[Excerpts of pointing data]
* Start *

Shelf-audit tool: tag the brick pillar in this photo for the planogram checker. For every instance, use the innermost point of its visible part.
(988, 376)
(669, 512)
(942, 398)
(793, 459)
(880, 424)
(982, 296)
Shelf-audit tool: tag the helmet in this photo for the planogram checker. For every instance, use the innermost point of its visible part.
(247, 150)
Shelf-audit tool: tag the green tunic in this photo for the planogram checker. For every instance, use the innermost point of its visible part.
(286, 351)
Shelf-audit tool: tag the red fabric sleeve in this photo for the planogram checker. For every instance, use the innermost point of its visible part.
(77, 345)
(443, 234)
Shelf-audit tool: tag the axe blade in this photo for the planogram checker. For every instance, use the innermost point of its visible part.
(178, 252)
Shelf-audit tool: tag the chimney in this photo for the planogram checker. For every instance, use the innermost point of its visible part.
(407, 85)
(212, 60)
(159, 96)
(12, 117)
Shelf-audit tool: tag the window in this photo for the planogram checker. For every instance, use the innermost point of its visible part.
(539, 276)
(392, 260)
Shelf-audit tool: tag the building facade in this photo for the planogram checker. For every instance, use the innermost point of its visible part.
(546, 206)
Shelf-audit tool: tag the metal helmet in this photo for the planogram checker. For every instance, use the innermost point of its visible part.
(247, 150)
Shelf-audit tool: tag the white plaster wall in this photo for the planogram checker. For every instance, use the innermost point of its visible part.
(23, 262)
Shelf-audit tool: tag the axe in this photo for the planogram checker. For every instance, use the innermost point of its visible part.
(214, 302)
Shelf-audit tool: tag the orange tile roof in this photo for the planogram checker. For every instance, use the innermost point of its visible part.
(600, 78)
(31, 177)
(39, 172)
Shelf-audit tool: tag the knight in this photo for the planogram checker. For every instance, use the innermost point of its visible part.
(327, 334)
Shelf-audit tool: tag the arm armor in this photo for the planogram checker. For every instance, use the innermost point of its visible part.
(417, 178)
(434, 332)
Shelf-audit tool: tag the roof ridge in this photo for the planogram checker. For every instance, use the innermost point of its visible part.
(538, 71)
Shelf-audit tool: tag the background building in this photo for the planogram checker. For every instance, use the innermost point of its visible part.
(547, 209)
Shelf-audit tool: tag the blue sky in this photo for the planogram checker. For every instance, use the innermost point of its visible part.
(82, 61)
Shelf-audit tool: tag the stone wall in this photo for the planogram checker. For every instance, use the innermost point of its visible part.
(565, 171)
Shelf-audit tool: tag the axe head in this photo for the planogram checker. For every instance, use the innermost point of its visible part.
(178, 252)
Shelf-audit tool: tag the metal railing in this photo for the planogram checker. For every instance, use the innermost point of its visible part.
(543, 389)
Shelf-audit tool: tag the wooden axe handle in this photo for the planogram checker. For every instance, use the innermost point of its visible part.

* End *

▶ PROMPT: Write out every entry above, word for word.

▶ RESULT OF THIS EXERCISE:
Shelf-audit tool: tag the brick pillar in this photo for the planogram checker. For every instance, use the innermost point of its visible part.
(988, 376)
(669, 512)
(942, 398)
(793, 459)
(880, 424)
(982, 296)
Shelf-audit tool: tag the helmet in this photo for the planogram checker. For every instance, use the innermost point of its visible part.
(247, 150)
Shelf-audit tool: tag the green tunic in this photo for the planogram checker. For every instance, use the innermost point of its visible part.
(286, 351)
Shelf-audit tool: tag the red fabric sleeve in this photo for the planogram checker. For every instance, use the innermost point of its visible part.
(77, 345)
(443, 234)
Shelf-audit tool: tag the axe blade in this photo for the planogram checker. For every instance, use the innermost point of its visible part.
(178, 252)
Shelf-audit tool: tag the chimney in this photo for the planogram checker. For every instance, use the innermost point of its visible part.
(407, 85)
(212, 60)
(159, 96)
(12, 117)
Shelf-audit tool: tag the window in this photo for the planogram checker. For every instance, use the innermost point of its visible part.
(539, 276)
(392, 260)
Shelf-audit tool: tag the building facade in this photo for the planogram checker. For every instance, use the innermost point of its visible part.
(546, 206)
Shelf-audit tool: tag the metal helmet in this photo for the planogram checker. For every instance, use the innermost point of its visible part.
(247, 150)
Shelf-audit tool: tag the white plaster wall in this photo for the planogram checker. For every instance, use the innermost point of its visible part.
(23, 262)
Shelf-audit tool: tag the axe in this photo for the planogram checker. For every instance, use the innermost point of its visible part.
(214, 302)
Shelf-audit tool: tag the orange tile roof in this photo for the planogram checker. For every instance, use the innermost point of its visible part.
(600, 78)
(31, 177)
(39, 172)
Shelf-audit tool: tag the knight in this photo for the planogram checker. For every instance, use the innermost point of its visible part.
(327, 334)
Shelf-audit tool: tag the arm armor in this photo for the planogram checker. For every instance, use the innermost point of its visible part.
(417, 178)
(434, 332)
Shelf-audit tool: tag the roof ridge in this photo for the planogram checker. For every instance, use the innermost point of its visible part.
(538, 71)
Shelf-audit tool: tag the background building in this photo for the planogram checker. For every instance, use the innermost point of its visible part.
(547, 209)
Shelf-audit tool: tag the blue sky in this photo for the planogram checker. For every instance, use the innermost point of its visible part.
(82, 61)
Shelf-audit tool: tag the stone wall in this photo for the planogram checker. For every instance, use the innermost point of its visible part.
(565, 171)
Shelf-audit tool: tag the axe head in this photo for the planogram checker. For every instance, use the innermost point of its visible part.
(178, 252)
Shelf-audit tool: tag the metal railing in this photo for the planogram checker. For every instance, use the innermost point of its visible part.
(543, 389)
Shelf-audit tool: tag the wooden axe handle in this photo for the planogram checker. For every instance, use the innermost point of its visible part.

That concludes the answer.